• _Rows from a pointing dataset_
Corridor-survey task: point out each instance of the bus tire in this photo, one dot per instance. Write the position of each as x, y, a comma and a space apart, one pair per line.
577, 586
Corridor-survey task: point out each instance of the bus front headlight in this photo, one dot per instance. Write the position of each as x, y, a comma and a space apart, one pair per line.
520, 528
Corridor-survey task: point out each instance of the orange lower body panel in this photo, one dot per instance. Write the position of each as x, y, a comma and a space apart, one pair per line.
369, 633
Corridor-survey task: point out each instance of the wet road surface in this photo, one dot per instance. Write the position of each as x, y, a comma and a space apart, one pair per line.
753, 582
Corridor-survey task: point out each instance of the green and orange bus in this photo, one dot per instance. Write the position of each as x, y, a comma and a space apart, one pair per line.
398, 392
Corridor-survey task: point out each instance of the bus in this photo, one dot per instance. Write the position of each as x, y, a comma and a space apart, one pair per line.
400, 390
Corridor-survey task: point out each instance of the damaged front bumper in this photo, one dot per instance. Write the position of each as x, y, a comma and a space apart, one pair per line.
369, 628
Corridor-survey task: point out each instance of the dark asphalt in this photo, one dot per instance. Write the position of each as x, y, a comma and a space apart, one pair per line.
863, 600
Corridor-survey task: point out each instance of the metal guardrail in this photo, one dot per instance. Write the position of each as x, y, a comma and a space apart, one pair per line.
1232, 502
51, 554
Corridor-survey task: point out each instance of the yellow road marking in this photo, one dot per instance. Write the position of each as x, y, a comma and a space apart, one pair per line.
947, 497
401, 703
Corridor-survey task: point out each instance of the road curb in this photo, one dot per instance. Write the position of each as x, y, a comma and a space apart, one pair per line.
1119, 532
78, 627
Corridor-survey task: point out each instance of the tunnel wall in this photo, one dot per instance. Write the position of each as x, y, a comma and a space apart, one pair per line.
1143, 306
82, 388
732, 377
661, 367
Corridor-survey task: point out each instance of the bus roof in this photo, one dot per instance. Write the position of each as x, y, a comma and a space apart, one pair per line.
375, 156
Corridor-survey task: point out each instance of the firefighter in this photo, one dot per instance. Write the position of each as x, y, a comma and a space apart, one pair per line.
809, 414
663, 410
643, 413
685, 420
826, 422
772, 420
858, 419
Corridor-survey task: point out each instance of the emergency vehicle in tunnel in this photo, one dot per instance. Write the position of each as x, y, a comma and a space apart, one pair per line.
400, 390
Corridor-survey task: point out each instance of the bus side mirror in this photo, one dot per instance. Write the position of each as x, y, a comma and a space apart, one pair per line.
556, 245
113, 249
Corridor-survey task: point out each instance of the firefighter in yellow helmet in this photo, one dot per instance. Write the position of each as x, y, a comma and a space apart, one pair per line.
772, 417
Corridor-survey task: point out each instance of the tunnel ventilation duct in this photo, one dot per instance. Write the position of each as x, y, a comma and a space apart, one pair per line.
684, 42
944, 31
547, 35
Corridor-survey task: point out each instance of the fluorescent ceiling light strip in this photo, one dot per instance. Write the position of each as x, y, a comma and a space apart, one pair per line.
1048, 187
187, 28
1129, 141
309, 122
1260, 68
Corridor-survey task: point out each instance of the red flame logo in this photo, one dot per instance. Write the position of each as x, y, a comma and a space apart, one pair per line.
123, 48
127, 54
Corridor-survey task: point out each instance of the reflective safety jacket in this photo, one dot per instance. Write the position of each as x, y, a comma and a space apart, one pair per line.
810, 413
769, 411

• _What you need to do_
Set down the listing in full, keeping every word exactly as it is.

• _Task response_
Corridor-survey task: point out each instance of the bus tire in this photo, one dot per instance. Write the position of each as x, y, a comma and a space apart, one pair per line.
577, 586
Corridor-survey task: point out each instance of the bus front headlight in this photo, one dot per instance. Write the position of each as x, y, a comma and a space apart, one pair per line.
520, 528
Corridor-survey task: point out each instance of the orange lower body panel in this photo, one dot per instance. Write the position of each as x, y, a comma and a space apart, one pair per line.
369, 633
Corridor-survey task: point out each instance of the wet road surface in this photo, one dot per instance. Write the position of each as x, y, a comma and a space apart, one pair per line.
753, 582
Corridor-survey task: point out each instance of the green and orange bus in this photo, one dot per instance. Write the position of each as x, y, a comma and a space apart, one pair per line.
398, 392
Corridor-survey task: point out each instance of the bus in this photo, one dot per instance. Write the position of each as x, y, a comma and a space apart, one pair per line.
400, 390
Corridor-survey task: point out each instance of the damaged front bumper in this photo, one dot per instance. Write the position of each as x, y, a comma and a space apart, one pair per line.
369, 628
Corridor-survey task: point out each instance of the dark asphalt in this photo, one dot per instance. Write the position of each as x, y, a comma and a space apart, one pair per line.
863, 600
Corridor-survey task: point out each instance of the metal guardrail in this photo, one dot per instance. Write the position of each as x, y, a comma and a space apart, one pair per line.
1232, 502
51, 554
Corridor-survey task: point out each instance of the yellow road marking in this photo, one dot per instance. Write the position of each as x, y, a comma and a space apart, one pair per line.
947, 497
401, 703
Corridor-survey task: point out each instance of the road curb in this photo, one dot per instance. Write the position of each as x, y, a comma and a space apart, one pair per line.
1119, 532
78, 627
Corridor-survey task: point out each instance of the tunnel wall in this photo, one dot per instance. Write the position of each as x, y, a comma and a space apart, one pair per line.
1143, 306
82, 388
732, 377
661, 367
Corridor-survey task: point out each instance of the bus roof in this photo, one dot per instance. Write the position of each as x, y, a comma and a space apart, one pair per line.
375, 156
Corridor-survey task: point out each instance of the firefighter in this photo, one dot per instance. Write the position of each as x, y, a comma and a space apart, one pair per line.
809, 414
663, 410
643, 413
685, 420
826, 422
772, 420
858, 419
Corridor-survey task: point out each instance of the emergency vehicle in tunnel in this photo, one dot per instance. Write the position of each as x, y, a comma and a space apart, one pair per line.
400, 390
Corridor-survey task: point out each instance of the bus side mirror in this photo, one dot per instance. Write the position of each as x, y, a comma and a space apart, one pair per line.
556, 245
113, 249
Corridor-survey task: point out each instance of the firefighter in yellow helmet in this photo, one dot per instance. Write the position of each as x, y, a comma and a space apart, one pair per line.
772, 417
Corridor-survey task: point out each instance of the tunnel ventilation duct in this photo, one dot per instance. Write the position of each as x, y, a comma and a space apart, one pair per line.
684, 42
944, 31
547, 35
Corridor-survey task: point out each instance of the fluorescent ceiling light strip in this photo, one dot per instance. Write the position of each as x, y, a comma and a space apart, one pair per line.
1048, 187
187, 28
1129, 141
309, 122
1260, 68
Corridor-survey task: point out each instance of the red flame logo in this photo, one dot per instance. Write the position of each as x, y, a comma and a space apart, one pair per line.
123, 48
127, 54
Corridor-survey task: point out each instance of the reflective safety jacket in this photo, one dot per instance. Write the position of each as x, y, a comma and a space apart, one pair per line.
810, 413
769, 411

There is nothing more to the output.